═════ Texto ═════

Por Lida Prypchan
Ambiente: Un salón. En él hay unos afiches mal pegados en una pared. Es un salón ocupado por unas cuantas mujeres descoloridas y despeinadas con expresión decadente en sus rostros.
En uno que otro afiche se ven mujeres con peinados de extrañas formas geométricas: triangular, rectangular, paralelepípedo y octagonal. Hay en este recinto algunas mujeres de pie y otras que están sentadas. Las primeras tienen una hipertrofia del pabellón auricular, o en otras palabras, un excesivo agrandamiento de los órganos auditivos. Las segundas tienen, más bien desarrollado, el alimento ideal de las que están de pie: un adiestrado órgano de la comunicación verbal.
Hay un hombre, también de pie, demasiado bien vestido, demasiado bien peinado, demasiado parlanchín para la ocasión y el tiempo que lo conocemos.
La descripción anterior se acopla a la intención de mostrar la idiosincrasia de algunas mujeres casadas.
Una de las presentes le dice a otra: “Mi marido es médico. Lo conocí cuando estudiaba el tercer semestre de la carrera. Mientras cursaba el octavo, vino a percatarse de lo maravillosa que yo era. Habiendo comenzado su galanteo, muy sutilmente le dije, llámame cuando te gradúes. En otra oportunidad, en vista de su insistencia, le recomendé que me buscara después de ganarse un premio de la lotería. Muy sinceramente me basaba en una antigua frase de mi madre: el matrimonio es una lotería”.
Otra asistente en la sala, que se encontraba atenta a los comentarios de aquella mujer, agregó: “Mi madre me dejó entrever, que los hombres no eran la maravilla que una mujer esperaría, pero que el matrimonio constituía una verdadera empresa para la mujer que quería hijos y no deseaba trabajar. A mí particularmente, me parece absurdo subestimar al matrimonio como una mera empresa con un fin económico”.
Personalmente en algunas ocasiones, el matrimonio me parece desventajoso para la mujer que trabaja y desea superarse, ya que no sólo debe desempeñarse profesionalmente, sino que tiene muchas veces que educar a los niños y ocuparse de su consorte como si fuese un niño más en la casa (en caso de no contar con la colaboración de su pareja en las labores cotidianas). Supongo que en algunos de estos aspectos, ha cambiado un número considerable de hombres.

═════ Registros mostrados ═════

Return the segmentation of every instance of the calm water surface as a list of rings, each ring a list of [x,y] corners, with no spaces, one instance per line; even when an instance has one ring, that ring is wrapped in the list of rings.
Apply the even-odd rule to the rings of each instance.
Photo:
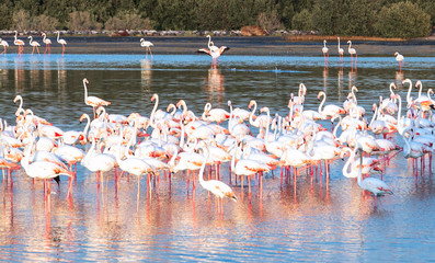
[[[82,79],[89,93],[112,102],[110,113],[149,115],[153,93],[160,108],[180,99],[197,115],[206,102],[226,107],[248,107],[254,99],[271,113],[288,113],[290,93],[298,84],[308,88],[308,108],[317,108],[319,91],[328,102],[342,104],[352,85],[359,89],[358,103],[371,116],[371,104],[389,95],[396,82],[402,98],[401,80],[422,80],[424,92],[435,88],[435,58],[407,57],[403,73],[393,57],[358,58],[357,70],[350,59],[343,68],[337,58],[225,56],[219,69],[199,55],[66,55],[65,57],[8,55],[0,58],[0,117],[14,123],[21,94],[24,107],[64,130],[81,129],[82,113],[92,114],[83,103]],[[413,95],[416,94],[414,91]],[[226,124],[225,124],[226,125]],[[329,127],[329,123],[324,123]],[[398,144],[402,144],[398,139]],[[201,186],[186,191],[186,175],[171,182],[163,174],[151,196],[141,181],[140,208],[136,209],[136,178],[123,176],[114,186],[108,175],[107,198],[98,198],[95,174],[78,167],[73,197],[66,201],[67,179],[53,184],[51,213],[46,214],[43,183],[32,182],[24,171],[13,184],[0,188],[0,260],[4,261],[431,261],[435,258],[435,191],[432,172],[415,181],[402,153],[392,159],[384,180],[393,196],[373,199],[363,196],[355,180],[342,175],[344,162],[332,164],[329,181],[302,173],[281,186],[279,171],[266,174],[263,196],[253,188],[240,190],[229,182],[228,165],[222,181],[231,184],[238,203],[225,201],[224,218],[215,198]]]

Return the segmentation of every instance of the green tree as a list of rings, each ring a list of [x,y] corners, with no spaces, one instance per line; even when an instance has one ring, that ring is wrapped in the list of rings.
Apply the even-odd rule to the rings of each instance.
[[[385,37],[412,38],[431,34],[431,15],[412,2],[384,7],[375,27]]]

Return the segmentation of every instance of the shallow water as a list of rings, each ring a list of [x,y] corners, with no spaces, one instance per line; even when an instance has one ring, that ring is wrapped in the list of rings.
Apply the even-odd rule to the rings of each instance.
[[[290,93],[298,84],[308,88],[307,108],[317,108],[319,91],[328,103],[342,104],[352,85],[359,89],[358,104],[369,117],[379,95],[389,95],[389,83],[422,80],[424,92],[435,82],[434,57],[407,57],[403,73],[391,57],[359,57],[357,70],[323,57],[224,56],[219,69],[199,55],[156,55],[152,60],[136,55],[66,55],[60,57],[8,55],[0,58],[0,117],[14,123],[21,94],[24,107],[64,130],[81,129],[82,113],[92,114],[83,103],[82,79],[89,93],[112,102],[110,113],[149,115],[153,93],[160,108],[184,99],[197,115],[204,104],[227,108],[227,101],[247,108],[254,99],[259,107],[287,114]],[[416,95],[416,91],[413,92]],[[330,127],[328,122],[324,126]],[[226,124],[225,124],[226,125]],[[398,142],[401,144],[400,139]],[[95,174],[78,167],[72,198],[66,199],[67,179],[51,186],[51,211],[46,213],[43,183],[32,182],[24,171],[13,184],[0,190],[0,259],[5,261],[431,261],[435,224],[435,192],[432,172],[417,180],[402,153],[388,165],[384,180],[393,196],[378,199],[363,196],[355,180],[342,175],[344,162],[336,160],[329,180],[311,180],[302,172],[281,185],[279,170],[265,174],[263,196],[253,186],[240,188],[228,165],[222,181],[231,184],[238,203],[225,201],[224,218],[215,198],[199,185],[186,191],[186,174],[153,182],[151,196],[141,180],[139,210],[137,181],[123,176],[114,186],[108,174],[106,199],[98,196]]]

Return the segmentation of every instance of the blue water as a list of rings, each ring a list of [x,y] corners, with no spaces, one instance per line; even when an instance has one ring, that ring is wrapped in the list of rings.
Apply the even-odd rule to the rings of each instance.
[[[350,58],[340,67],[336,57],[323,68],[323,57],[222,56],[217,70],[199,55],[58,55],[0,58],[0,117],[14,123],[21,94],[24,107],[54,125],[82,129],[82,113],[92,114],[83,103],[82,79],[89,93],[111,101],[108,113],[149,116],[153,93],[159,108],[180,99],[199,115],[206,102],[226,107],[259,107],[285,115],[290,93],[300,82],[308,88],[306,107],[317,108],[319,91],[328,103],[342,104],[352,85],[359,89],[358,104],[368,118],[379,95],[389,95],[396,82],[401,96],[408,87],[401,80],[422,80],[424,90],[435,87],[435,57],[407,57],[398,72],[393,57],[359,57],[357,70]],[[412,95],[416,95],[414,89]],[[403,105],[404,106],[404,105]],[[322,123],[330,127],[329,122]],[[224,123],[224,125],[227,125]],[[149,130],[150,132],[150,130]],[[256,130],[254,130],[254,134]],[[400,139],[397,139],[402,145]],[[229,182],[224,164],[222,181],[231,184],[238,203],[225,201],[224,217],[215,198],[199,185],[187,192],[186,174],[170,180],[160,174],[151,196],[141,180],[139,210],[136,208],[137,179],[123,175],[121,187],[108,174],[105,203],[98,198],[96,176],[78,165],[72,198],[66,199],[67,179],[53,183],[51,211],[47,215],[43,183],[32,182],[23,170],[13,173],[13,185],[0,188],[0,260],[4,261],[351,261],[415,262],[434,259],[435,188],[428,169],[415,180],[402,153],[387,167],[384,180],[393,196],[378,199],[363,196],[355,180],[342,175],[344,161],[331,167],[329,181],[302,172],[281,185],[277,169],[265,174],[263,196],[253,186],[240,188]],[[252,181],[254,184],[254,181]]]

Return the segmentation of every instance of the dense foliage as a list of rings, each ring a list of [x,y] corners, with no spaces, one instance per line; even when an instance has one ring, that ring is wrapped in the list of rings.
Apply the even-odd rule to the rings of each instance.
[[[312,30],[427,36],[433,0],[2,0],[0,30]]]

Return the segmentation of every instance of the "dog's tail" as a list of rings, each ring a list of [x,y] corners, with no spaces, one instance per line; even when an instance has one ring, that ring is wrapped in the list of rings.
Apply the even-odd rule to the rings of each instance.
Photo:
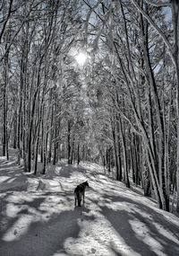
[[[81,207],[81,193],[77,191],[77,200],[78,200],[78,207]]]

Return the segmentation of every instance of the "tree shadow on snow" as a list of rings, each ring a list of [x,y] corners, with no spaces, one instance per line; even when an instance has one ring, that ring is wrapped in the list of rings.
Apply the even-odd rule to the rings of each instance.
[[[167,256],[179,255],[179,240],[176,243],[172,238],[170,239],[169,235],[169,233],[172,233],[177,240],[179,228],[171,221],[164,218],[162,214],[125,197],[108,197],[107,194],[104,194],[103,199],[103,206],[99,205],[101,213],[112,224],[124,243],[134,252],[145,256],[160,255],[161,252]],[[107,205],[104,203],[105,200]],[[123,205],[123,208],[119,210],[119,207],[114,209],[113,203],[115,202]],[[165,234],[165,230],[168,230],[169,233]],[[120,254],[120,252],[113,246],[111,250],[116,255],[125,255]]]
[[[30,207],[38,210],[39,214],[44,214],[45,210],[40,208],[40,205],[45,200],[45,197],[35,199],[33,201],[23,201],[21,207],[27,205],[28,207],[21,208],[15,216],[8,219],[8,225],[0,230],[0,255],[9,256],[49,256],[55,252],[65,252],[64,243],[68,238],[78,238],[81,226],[79,223],[85,220],[94,220],[94,216],[88,216],[89,210],[85,207],[70,210],[61,209],[59,214],[55,213],[47,219],[36,221],[34,215],[31,215],[30,225],[23,232],[13,230],[13,238],[7,236],[7,233],[14,226],[21,216],[30,215],[28,210]],[[21,204],[19,203],[20,207]],[[5,211],[5,207],[4,208]],[[86,214],[87,213],[87,214]],[[16,225],[14,225],[16,224]]]

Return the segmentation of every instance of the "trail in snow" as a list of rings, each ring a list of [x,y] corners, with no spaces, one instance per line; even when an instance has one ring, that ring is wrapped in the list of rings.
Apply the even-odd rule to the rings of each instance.
[[[97,164],[62,162],[46,176],[0,157],[1,256],[179,255],[179,218],[107,177]],[[89,181],[86,203],[73,190]]]

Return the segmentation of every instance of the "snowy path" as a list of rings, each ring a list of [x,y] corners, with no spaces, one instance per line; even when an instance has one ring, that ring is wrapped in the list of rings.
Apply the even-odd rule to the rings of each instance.
[[[1,256],[179,255],[179,219],[97,165],[62,163],[42,178],[13,161],[0,157]],[[86,204],[74,208],[86,180]]]

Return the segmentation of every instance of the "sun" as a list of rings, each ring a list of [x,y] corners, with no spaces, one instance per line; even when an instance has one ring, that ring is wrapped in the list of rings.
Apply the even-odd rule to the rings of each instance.
[[[87,54],[84,52],[80,52],[76,55],[75,59],[80,66],[83,66],[87,61]]]

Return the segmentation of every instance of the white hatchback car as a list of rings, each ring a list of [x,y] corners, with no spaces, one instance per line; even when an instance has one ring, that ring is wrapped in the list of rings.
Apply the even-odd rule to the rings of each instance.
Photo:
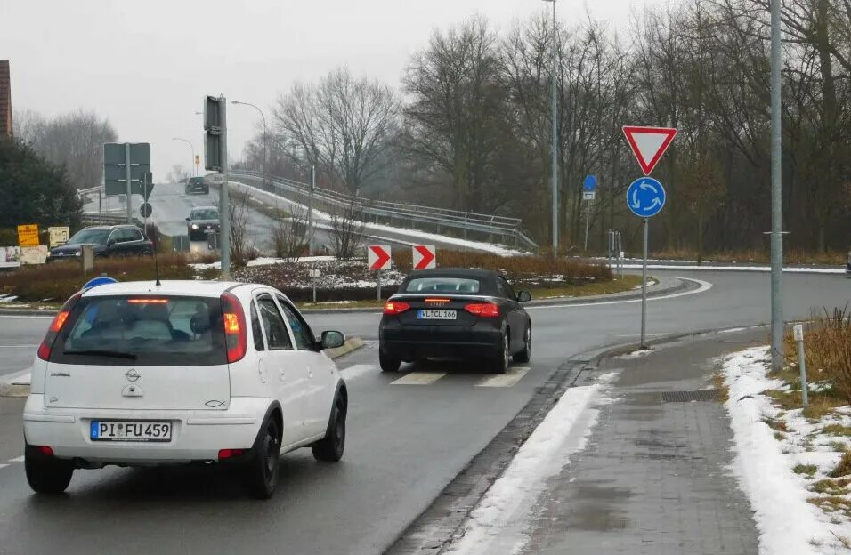
[[[218,462],[271,497],[281,454],[336,462],[348,394],[280,292],[260,285],[105,285],[74,295],[38,349],[24,407],[27,479],[61,493],[75,469]]]

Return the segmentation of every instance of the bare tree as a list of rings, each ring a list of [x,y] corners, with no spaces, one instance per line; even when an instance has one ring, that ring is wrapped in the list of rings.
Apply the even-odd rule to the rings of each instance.
[[[279,214],[280,211],[279,210]],[[307,209],[293,205],[287,217],[279,217],[272,230],[275,256],[288,262],[298,261],[311,239],[307,225]]]
[[[88,189],[101,183],[103,143],[118,140],[109,120],[85,110],[49,119],[25,111],[15,114],[15,122],[19,138],[49,161],[64,165],[75,188]]]
[[[281,96],[274,125],[303,149],[308,164],[324,167],[359,195],[384,167],[398,114],[393,89],[341,68],[318,85],[296,84]]]
[[[359,205],[351,204],[336,208],[331,214],[334,255],[343,260],[353,257],[363,242],[365,227]]]

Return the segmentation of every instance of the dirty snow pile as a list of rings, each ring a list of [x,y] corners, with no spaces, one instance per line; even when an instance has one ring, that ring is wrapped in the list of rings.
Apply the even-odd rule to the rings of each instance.
[[[838,443],[844,450],[848,438],[826,434],[823,426],[847,426],[851,413],[840,408],[814,421],[801,409],[782,410],[765,392],[789,392],[790,387],[769,375],[769,366],[767,347],[730,355],[722,366],[729,388],[725,407],[734,435],[733,471],[754,511],[759,552],[848,552],[851,498],[846,503],[835,493],[847,493],[851,480],[830,477],[841,457]],[[825,487],[828,494],[835,488],[834,495],[825,495]],[[824,500],[833,504],[820,508]]]
[[[479,502],[449,553],[517,552],[528,541],[529,521],[547,479],[585,448],[599,411],[600,384],[567,390]]]

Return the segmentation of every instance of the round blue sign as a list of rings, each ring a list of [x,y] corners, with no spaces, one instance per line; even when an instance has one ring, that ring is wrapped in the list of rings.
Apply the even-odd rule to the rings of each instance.
[[[665,188],[652,177],[636,179],[627,189],[627,206],[639,218],[650,218],[662,211]]]
[[[83,286],[83,289],[91,289],[92,287],[97,287],[98,286],[106,286],[110,283],[118,283],[118,281],[117,279],[113,279],[112,278],[101,276],[100,278],[90,279],[88,282],[86,282],[85,286]]]
[[[582,189],[585,190],[594,190],[597,188],[597,178],[596,175],[588,175],[585,178],[585,181],[582,182]]]

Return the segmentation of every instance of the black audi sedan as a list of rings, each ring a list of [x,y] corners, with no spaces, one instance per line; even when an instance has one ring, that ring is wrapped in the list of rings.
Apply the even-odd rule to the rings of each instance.
[[[471,359],[502,374],[512,358],[529,362],[531,319],[522,303],[531,300],[490,270],[414,271],[385,304],[381,369],[396,372],[402,361]]]

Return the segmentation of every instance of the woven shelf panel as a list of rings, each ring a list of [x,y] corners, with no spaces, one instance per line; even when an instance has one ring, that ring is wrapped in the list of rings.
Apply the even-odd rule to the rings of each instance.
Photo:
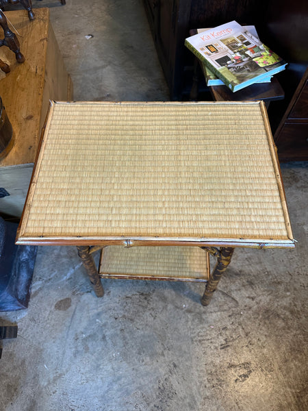
[[[53,104],[21,234],[287,239],[260,105]]]
[[[196,247],[108,246],[101,253],[101,277],[205,282],[207,253]]]

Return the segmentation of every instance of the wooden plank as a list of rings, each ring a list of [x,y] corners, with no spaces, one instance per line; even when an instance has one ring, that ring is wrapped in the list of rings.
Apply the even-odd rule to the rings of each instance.
[[[30,21],[26,10],[6,12],[14,25],[25,62],[17,63],[8,47],[0,58],[11,71],[0,73],[0,95],[13,127],[15,144],[0,167],[34,163],[49,99],[72,99],[72,87],[49,21],[49,10],[36,10]],[[68,95],[68,92],[69,95]]]

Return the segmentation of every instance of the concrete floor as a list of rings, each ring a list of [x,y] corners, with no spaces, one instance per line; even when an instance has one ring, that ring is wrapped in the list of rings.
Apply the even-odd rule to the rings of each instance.
[[[168,99],[141,0],[59,4],[34,0],[75,99]],[[18,325],[0,410],[307,410],[307,165],[282,164],[296,248],[237,249],[207,308],[195,283],[105,280],[98,299],[74,247],[39,247],[29,308],[0,314]]]

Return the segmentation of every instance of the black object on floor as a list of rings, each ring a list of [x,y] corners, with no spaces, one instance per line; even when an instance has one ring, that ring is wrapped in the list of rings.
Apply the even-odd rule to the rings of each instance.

═════

◆ Objetivo del ejercicio
Explique en una a tres oraciones por qué, según el texto sobre las mujeres casadas, el matrimonio le parece en algunas ocasiones desventajoso a quien narra para la mujer que trabaja y desea superarse. Los registros no guardan relación alguna con el texto.

◆ Solución del ejercicio
Porque esa mujer no solo debe desempeñarse profesionalmente, sino que muchas veces tiene además que educar a los niños y ocuparse de su consorte como si fuese un niño más en la casa. Esto sucede cuando no cuenta con la colaboración de su pareja en las labores cotidianas.